§ STATED TASK
Please answer from the Black Mountain passage: what did Olson order the narrator to do after reading the narrator's short stories?

HOW DID I FARE in this scheme of things, an adolescent girl skilled at all Olson most detested—Aristotelian abstractions, European proprieties? Parachuted into this virulently Yankee, predominantly male community whose favorite mottoes were Ezra Pound’s “Make it new” and William Carlos Williams’s “No ideas but in things,” I fared with mixed results. Several aspects of my brief past made me somewhat suited to Black Mountain: I’d been a pacifist leftie and World Federalist since my early teens, I was a tomboy who had always identified, in art as in life, with male heroes. Once in college, I’d concentrated so heavily on my philosophical abstractions that I’d never taken a literature course beyond freshman English, thinking I was smartass enough to read all of it by myself; and Olson thought that was particularly fine. “Girl,” he’d say, pressing his five fingers hard into my scalp until it hurt, “if you get the highfalutin Yurrup and poh-lee-tess and stuck-up schools out of that noggin and start playing Gringo ball you’ll be okay.”

That was a lot to get rid of in two months. And I’d brought along some equally unsuitable possessions to Black Mountain: my first short stories, in which I was always an adult male facing situations I knew little about—my favorite persona was a middle-aged alcoholic actor seeking salvation in a Bowery church. Olson was equally capable of abysmal rudeness and of exquisite, ambassadorial courtliness; and I’ve always been grateful that he never assailed these texts’ atrociousness publicly. He reserved his ire for our tutorials. “Girl,” he bellowed at me after reading my trash, “this is pure shit! You’re going to do nothing but keep a journal for a year, an hour a day minimum, come back next summer and show me what’s in it!”

So I went back north and obeyed Big O. and kept my journal through the rigors of my senior year of college, where I’d changed my dissertation thesis from medieval themes to a more irreverent topic, “Kierkegaard’s Views on the Demise of Christianity.” Throughout that winter I scribbled recollections of early childhood in my journal, noting one incident curiously akin to the one I’d just lived through with Olson.

§ SUPPLIED ENTRIES
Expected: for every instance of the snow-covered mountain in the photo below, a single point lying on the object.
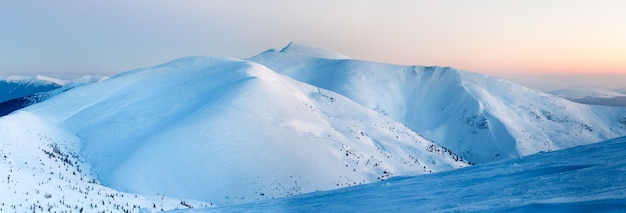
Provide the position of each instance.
(12, 87)
(23, 91)
(605, 97)
(226, 130)
(587, 178)
(482, 118)
(204, 131)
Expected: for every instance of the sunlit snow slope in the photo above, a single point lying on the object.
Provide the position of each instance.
(587, 178)
(225, 130)
(481, 118)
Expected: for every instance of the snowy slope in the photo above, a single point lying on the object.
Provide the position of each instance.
(482, 118)
(41, 171)
(25, 91)
(576, 93)
(225, 131)
(604, 97)
(12, 87)
(587, 178)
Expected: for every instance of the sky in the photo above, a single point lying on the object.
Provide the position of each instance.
(547, 37)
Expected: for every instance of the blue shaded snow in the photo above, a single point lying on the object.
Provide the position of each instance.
(581, 179)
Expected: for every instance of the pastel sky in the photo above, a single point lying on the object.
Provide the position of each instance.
(498, 37)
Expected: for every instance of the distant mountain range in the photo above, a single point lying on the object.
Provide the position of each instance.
(604, 97)
(221, 131)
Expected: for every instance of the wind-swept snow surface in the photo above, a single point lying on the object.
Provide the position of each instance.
(225, 130)
(588, 178)
(481, 118)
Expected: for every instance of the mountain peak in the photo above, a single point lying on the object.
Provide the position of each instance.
(312, 51)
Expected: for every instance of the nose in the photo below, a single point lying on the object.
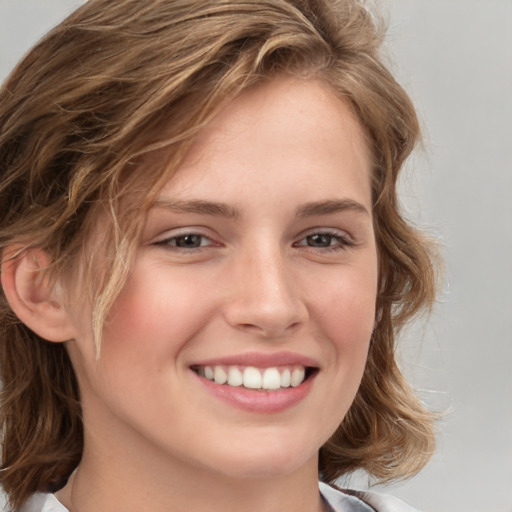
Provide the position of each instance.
(264, 298)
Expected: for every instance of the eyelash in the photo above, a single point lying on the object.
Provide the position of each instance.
(342, 242)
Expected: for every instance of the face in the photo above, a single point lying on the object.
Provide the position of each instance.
(239, 340)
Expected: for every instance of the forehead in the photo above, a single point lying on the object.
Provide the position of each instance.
(287, 130)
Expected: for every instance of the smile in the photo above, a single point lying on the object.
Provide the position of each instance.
(251, 377)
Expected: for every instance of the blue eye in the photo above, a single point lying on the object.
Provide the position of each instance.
(186, 241)
(325, 240)
(321, 240)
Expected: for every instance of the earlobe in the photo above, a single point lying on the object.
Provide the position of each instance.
(35, 300)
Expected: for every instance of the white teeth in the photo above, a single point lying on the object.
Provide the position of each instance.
(254, 378)
(208, 372)
(219, 375)
(235, 377)
(297, 377)
(271, 379)
(285, 378)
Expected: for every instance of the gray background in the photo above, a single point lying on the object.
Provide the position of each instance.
(455, 59)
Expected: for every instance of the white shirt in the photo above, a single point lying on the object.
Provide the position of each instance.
(349, 501)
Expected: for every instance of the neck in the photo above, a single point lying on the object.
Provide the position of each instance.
(101, 485)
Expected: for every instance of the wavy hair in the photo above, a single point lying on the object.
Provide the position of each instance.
(118, 82)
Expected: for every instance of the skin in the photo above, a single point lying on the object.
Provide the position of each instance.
(156, 439)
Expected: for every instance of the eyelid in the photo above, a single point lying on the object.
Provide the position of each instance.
(164, 239)
(344, 238)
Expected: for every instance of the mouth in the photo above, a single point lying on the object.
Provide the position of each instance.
(273, 378)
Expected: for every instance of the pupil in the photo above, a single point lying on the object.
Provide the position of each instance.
(319, 240)
(189, 241)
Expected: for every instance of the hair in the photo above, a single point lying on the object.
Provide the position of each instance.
(119, 82)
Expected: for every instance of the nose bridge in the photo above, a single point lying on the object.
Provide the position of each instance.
(265, 300)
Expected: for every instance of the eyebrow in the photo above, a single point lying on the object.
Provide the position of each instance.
(330, 206)
(200, 206)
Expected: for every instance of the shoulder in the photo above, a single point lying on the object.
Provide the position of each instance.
(41, 502)
(362, 501)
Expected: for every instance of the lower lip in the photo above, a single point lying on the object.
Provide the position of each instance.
(258, 401)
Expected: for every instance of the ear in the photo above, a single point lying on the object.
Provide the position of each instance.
(35, 300)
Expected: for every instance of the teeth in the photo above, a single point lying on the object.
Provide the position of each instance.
(254, 378)
(219, 375)
(235, 377)
(297, 377)
(271, 379)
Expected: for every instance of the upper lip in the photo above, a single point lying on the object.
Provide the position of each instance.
(260, 360)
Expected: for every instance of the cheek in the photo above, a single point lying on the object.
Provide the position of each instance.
(155, 315)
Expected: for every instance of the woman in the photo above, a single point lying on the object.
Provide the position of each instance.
(204, 267)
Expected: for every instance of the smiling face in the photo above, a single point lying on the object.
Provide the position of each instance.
(239, 340)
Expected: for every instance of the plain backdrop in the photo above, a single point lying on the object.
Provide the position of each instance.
(455, 59)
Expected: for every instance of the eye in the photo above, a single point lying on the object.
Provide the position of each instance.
(186, 241)
(326, 240)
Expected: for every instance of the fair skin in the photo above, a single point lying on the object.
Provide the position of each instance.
(260, 252)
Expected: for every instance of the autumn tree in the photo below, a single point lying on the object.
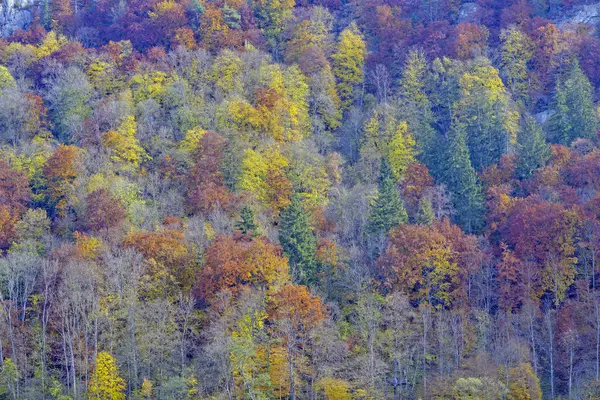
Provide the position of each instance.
(103, 211)
(294, 313)
(348, 63)
(60, 171)
(105, 382)
(206, 182)
(233, 263)
(532, 150)
(517, 53)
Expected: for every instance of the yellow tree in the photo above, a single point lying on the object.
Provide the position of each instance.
(348, 63)
(105, 382)
(124, 145)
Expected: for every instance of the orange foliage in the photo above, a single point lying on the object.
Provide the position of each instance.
(206, 185)
(232, 263)
(60, 172)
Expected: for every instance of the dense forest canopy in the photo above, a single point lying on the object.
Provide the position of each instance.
(311, 199)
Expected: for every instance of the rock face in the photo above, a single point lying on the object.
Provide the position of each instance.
(14, 14)
(585, 14)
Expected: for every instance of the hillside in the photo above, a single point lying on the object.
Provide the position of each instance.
(310, 199)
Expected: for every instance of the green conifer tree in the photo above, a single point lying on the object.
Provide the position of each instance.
(461, 180)
(298, 240)
(532, 150)
(425, 215)
(387, 210)
(574, 113)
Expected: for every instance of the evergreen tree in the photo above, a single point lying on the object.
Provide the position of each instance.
(387, 210)
(425, 215)
(247, 224)
(416, 107)
(574, 113)
(105, 382)
(461, 180)
(297, 239)
(532, 150)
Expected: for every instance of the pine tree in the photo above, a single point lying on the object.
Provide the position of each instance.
(425, 215)
(574, 113)
(387, 210)
(298, 240)
(417, 107)
(532, 150)
(105, 382)
(247, 224)
(461, 180)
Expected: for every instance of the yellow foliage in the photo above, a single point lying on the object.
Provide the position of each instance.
(348, 62)
(51, 43)
(105, 382)
(150, 85)
(192, 139)
(87, 247)
(257, 167)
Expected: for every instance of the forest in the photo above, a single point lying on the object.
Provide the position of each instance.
(300, 199)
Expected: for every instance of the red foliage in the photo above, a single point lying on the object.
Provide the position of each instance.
(103, 211)
(206, 185)
(234, 262)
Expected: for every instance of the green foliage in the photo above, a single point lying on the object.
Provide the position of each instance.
(462, 181)
(298, 240)
(387, 209)
(532, 151)
(574, 115)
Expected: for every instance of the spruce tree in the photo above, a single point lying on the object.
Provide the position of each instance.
(574, 112)
(461, 180)
(298, 241)
(387, 210)
(425, 215)
(247, 225)
(532, 150)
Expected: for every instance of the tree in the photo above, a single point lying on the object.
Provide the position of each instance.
(60, 171)
(348, 63)
(69, 97)
(417, 106)
(233, 263)
(532, 150)
(294, 313)
(247, 224)
(461, 179)
(425, 214)
(485, 113)
(273, 16)
(103, 211)
(517, 53)
(9, 380)
(574, 113)
(524, 384)
(298, 240)
(105, 382)
(387, 210)
(6, 79)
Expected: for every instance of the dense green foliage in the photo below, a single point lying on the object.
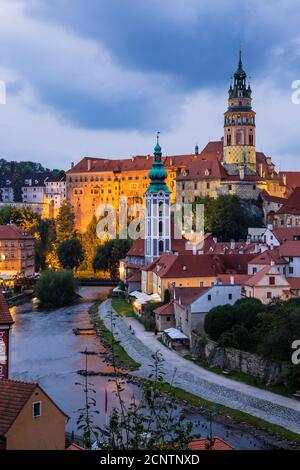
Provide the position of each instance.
(267, 330)
(228, 217)
(65, 222)
(108, 255)
(70, 253)
(90, 243)
(56, 289)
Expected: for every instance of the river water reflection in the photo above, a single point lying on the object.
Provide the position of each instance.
(45, 350)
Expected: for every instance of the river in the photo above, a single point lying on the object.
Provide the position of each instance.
(44, 349)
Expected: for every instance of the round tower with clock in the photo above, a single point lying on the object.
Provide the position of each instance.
(158, 210)
(239, 127)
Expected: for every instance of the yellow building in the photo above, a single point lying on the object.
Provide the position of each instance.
(95, 181)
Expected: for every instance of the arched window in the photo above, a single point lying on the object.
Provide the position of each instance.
(160, 228)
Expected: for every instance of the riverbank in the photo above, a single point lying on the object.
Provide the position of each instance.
(201, 392)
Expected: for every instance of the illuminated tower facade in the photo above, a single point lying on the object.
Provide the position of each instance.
(239, 127)
(158, 210)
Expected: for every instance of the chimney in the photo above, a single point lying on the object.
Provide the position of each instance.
(242, 171)
(284, 179)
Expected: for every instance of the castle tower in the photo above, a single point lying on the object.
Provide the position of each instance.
(158, 210)
(6, 323)
(239, 127)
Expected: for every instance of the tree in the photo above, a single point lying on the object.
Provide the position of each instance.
(108, 255)
(65, 222)
(90, 242)
(56, 289)
(228, 217)
(219, 320)
(70, 253)
(44, 232)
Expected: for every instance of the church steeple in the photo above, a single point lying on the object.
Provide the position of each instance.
(239, 126)
(158, 174)
(158, 209)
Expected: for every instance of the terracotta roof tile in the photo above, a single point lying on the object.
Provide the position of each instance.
(167, 309)
(290, 248)
(13, 397)
(5, 316)
(268, 256)
(292, 205)
(11, 232)
(284, 234)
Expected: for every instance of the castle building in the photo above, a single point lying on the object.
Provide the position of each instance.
(95, 181)
(158, 210)
(231, 166)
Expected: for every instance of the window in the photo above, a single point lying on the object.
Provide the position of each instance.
(272, 280)
(37, 409)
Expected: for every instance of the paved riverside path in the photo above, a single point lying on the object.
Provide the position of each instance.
(142, 345)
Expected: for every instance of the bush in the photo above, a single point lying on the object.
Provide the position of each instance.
(218, 320)
(56, 289)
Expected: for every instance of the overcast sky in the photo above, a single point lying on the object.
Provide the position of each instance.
(100, 77)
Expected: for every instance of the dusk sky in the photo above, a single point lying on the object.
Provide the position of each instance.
(100, 77)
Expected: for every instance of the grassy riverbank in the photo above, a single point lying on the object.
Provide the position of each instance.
(236, 415)
(122, 358)
(228, 413)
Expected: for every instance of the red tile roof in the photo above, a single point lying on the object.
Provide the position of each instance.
(253, 280)
(135, 277)
(294, 282)
(284, 234)
(292, 205)
(5, 316)
(186, 295)
(165, 310)
(202, 169)
(11, 232)
(269, 198)
(135, 163)
(291, 178)
(238, 279)
(204, 444)
(290, 248)
(13, 397)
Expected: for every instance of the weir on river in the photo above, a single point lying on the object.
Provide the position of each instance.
(44, 349)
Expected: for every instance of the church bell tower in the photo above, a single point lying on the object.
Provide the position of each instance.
(239, 127)
(158, 210)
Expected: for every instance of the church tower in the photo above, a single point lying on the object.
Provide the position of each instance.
(158, 210)
(239, 127)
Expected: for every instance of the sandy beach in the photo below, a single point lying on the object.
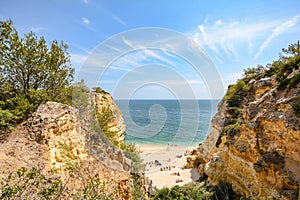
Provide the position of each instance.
(164, 165)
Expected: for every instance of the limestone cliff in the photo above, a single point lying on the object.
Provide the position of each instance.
(57, 140)
(116, 122)
(259, 154)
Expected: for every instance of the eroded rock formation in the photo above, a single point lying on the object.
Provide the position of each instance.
(261, 160)
(54, 139)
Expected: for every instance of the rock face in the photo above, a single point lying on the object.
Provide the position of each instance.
(262, 160)
(53, 138)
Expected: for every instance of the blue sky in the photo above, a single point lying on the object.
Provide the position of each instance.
(234, 35)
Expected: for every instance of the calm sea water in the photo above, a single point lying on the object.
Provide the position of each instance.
(181, 122)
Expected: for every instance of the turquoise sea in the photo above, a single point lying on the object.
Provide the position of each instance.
(174, 122)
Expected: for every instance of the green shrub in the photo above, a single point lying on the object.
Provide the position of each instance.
(296, 107)
(236, 93)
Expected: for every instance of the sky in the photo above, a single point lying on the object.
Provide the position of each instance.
(161, 49)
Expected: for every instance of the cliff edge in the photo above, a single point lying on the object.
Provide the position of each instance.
(58, 141)
(255, 140)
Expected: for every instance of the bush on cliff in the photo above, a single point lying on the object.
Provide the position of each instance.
(30, 74)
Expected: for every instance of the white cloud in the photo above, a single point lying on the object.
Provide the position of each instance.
(85, 20)
(37, 29)
(227, 37)
(119, 20)
(278, 30)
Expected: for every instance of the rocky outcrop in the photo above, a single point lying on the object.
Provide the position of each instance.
(261, 160)
(116, 123)
(54, 139)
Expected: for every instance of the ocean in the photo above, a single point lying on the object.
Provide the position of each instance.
(167, 122)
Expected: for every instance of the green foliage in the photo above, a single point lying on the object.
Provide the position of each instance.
(236, 93)
(80, 99)
(6, 121)
(137, 184)
(68, 157)
(192, 191)
(99, 90)
(30, 184)
(95, 189)
(30, 74)
(296, 107)
(253, 73)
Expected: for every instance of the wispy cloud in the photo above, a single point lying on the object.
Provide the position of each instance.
(38, 29)
(231, 37)
(119, 20)
(277, 31)
(226, 37)
(85, 20)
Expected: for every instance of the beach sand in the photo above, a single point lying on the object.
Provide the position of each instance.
(172, 159)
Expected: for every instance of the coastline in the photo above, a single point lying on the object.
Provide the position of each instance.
(164, 164)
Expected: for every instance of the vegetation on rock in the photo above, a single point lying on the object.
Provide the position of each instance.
(31, 73)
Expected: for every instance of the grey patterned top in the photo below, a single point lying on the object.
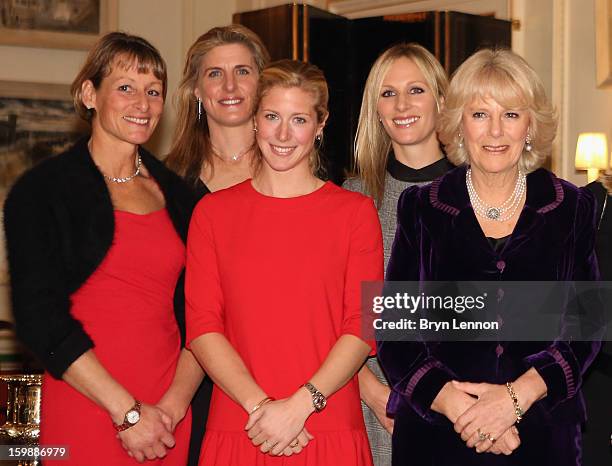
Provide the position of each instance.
(397, 179)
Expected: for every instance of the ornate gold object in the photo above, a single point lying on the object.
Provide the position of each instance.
(22, 425)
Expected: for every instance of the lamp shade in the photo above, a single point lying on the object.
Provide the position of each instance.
(592, 151)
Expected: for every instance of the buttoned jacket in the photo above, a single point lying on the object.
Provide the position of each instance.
(439, 239)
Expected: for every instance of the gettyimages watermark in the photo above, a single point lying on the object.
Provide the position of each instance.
(487, 311)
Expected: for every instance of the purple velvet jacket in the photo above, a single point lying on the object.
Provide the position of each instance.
(438, 238)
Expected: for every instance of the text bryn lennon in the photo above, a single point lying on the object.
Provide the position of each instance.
(434, 325)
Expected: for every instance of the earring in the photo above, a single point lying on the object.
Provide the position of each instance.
(528, 145)
(200, 110)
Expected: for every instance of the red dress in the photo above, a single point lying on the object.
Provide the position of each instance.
(280, 278)
(126, 307)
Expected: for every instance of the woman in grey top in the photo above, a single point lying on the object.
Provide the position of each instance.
(396, 146)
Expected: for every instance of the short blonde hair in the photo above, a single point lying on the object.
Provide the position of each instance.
(305, 76)
(372, 143)
(508, 79)
(117, 49)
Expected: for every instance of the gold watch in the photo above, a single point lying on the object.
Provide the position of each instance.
(131, 418)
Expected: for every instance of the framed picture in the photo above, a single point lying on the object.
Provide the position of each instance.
(63, 24)
(36, 121)
(603, 42)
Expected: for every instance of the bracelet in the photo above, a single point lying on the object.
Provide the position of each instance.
(518, 412)
(260, 404)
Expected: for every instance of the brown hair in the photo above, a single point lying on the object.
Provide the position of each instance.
(117, 49)
(191, 146)
(305, 76)
(508, 79)
(372, 143)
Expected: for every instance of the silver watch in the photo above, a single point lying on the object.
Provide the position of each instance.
(318, 399)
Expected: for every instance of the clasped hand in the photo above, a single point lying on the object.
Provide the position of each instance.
(150, 437)
(488, 424)
(277, 427)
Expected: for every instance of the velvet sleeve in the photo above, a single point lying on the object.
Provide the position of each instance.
(415, 375)
(39, 289)
(203, 293)
(365, 264)
(563, 364)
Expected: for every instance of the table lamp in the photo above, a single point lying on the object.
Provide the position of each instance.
(592, 154)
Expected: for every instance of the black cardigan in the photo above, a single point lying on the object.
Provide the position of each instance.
(59, 224)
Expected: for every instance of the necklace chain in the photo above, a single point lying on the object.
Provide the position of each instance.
(113, 179)
(502, 212)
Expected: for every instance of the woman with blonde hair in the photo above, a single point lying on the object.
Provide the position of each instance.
(498, 217)
(274, 272)
(396, 146)
(214, 140)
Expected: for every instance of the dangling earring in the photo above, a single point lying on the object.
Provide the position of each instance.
(528, 145)
(200, 110)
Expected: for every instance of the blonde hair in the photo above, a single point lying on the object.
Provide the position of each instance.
(116, 49)
(305, 76)
(508, 79)
(191, 142)
(372, 143)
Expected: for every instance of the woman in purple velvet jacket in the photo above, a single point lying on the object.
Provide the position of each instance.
(496, 217)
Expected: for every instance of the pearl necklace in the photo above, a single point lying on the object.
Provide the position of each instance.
(231, 158)
(113, 179)
(497, 213)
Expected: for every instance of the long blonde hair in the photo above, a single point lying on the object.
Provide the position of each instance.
(372, 143)
(191, 142)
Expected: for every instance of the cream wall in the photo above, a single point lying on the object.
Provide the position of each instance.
(170, 26)
(586, 108)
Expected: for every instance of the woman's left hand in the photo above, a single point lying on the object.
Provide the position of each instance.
(488, 419)
(277, 423)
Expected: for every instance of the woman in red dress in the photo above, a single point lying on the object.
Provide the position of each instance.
(96, 245)
(274, 272)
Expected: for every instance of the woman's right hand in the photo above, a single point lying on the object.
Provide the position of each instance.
(452, 402)
(150, 437)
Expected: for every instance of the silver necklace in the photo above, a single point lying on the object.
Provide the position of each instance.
(232, 158)
(113, 179)
(497, 213)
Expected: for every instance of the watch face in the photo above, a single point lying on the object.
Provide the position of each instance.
(132, 416)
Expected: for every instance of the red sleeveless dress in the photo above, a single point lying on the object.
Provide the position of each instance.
(126, 307)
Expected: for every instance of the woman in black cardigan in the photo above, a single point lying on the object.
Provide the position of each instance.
(95, 243)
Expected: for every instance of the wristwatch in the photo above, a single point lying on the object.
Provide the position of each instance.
(318, 399)
(131, 418)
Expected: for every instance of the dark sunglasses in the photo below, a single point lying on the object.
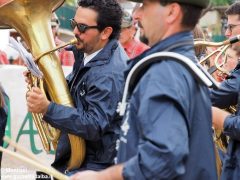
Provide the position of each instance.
(82, 28)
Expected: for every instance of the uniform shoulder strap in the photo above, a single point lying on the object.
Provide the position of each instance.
(140, 67)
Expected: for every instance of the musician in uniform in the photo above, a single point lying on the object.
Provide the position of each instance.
(224, 97)
(96, 85)
(166, 130)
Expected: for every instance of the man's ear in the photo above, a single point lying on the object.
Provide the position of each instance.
(106, 33)
(174, 12)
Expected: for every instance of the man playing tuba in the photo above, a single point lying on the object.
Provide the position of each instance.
(95, 84)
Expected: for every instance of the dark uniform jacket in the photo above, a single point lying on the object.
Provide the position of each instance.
(96, 89)
(227, 95)
(166, 131)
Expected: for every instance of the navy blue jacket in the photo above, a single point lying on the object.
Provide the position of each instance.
(96, 89)
(3, 116)
(227, 95)
(166, 133)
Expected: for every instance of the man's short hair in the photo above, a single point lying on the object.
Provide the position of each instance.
(109, 14)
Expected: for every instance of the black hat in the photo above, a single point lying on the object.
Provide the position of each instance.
(199, 3)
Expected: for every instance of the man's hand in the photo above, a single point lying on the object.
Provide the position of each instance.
(37, 101)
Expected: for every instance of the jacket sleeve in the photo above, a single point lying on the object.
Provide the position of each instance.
(102, 98)
(232, 127)
(163, 145)
(227, 94)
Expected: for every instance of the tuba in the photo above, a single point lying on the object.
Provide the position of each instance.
(31, 19)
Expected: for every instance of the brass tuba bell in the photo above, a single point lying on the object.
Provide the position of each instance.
(31, 19)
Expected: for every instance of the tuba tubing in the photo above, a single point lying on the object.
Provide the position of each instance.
(31, 19)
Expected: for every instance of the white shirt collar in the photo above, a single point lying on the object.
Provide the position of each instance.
(88, 57)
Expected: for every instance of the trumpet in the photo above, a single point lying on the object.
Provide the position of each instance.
(222, 47)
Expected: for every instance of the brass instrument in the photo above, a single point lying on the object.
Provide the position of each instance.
(221, 141)
(31, 19)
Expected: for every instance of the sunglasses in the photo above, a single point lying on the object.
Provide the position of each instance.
(82, 28)
(231, 26)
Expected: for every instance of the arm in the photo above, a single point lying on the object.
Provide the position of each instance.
(227, 94)
(229, 123)
(163, 143)
(101, 98)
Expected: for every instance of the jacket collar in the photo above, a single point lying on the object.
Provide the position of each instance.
(103, 57)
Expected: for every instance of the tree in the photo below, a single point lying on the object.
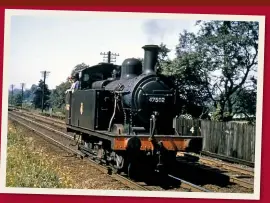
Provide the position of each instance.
(216, 63)
(37, 100)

§ CORRECT RESPONSE
Keep a journal for a year, an hour a day minimum, then come back next summer and show him what was in it.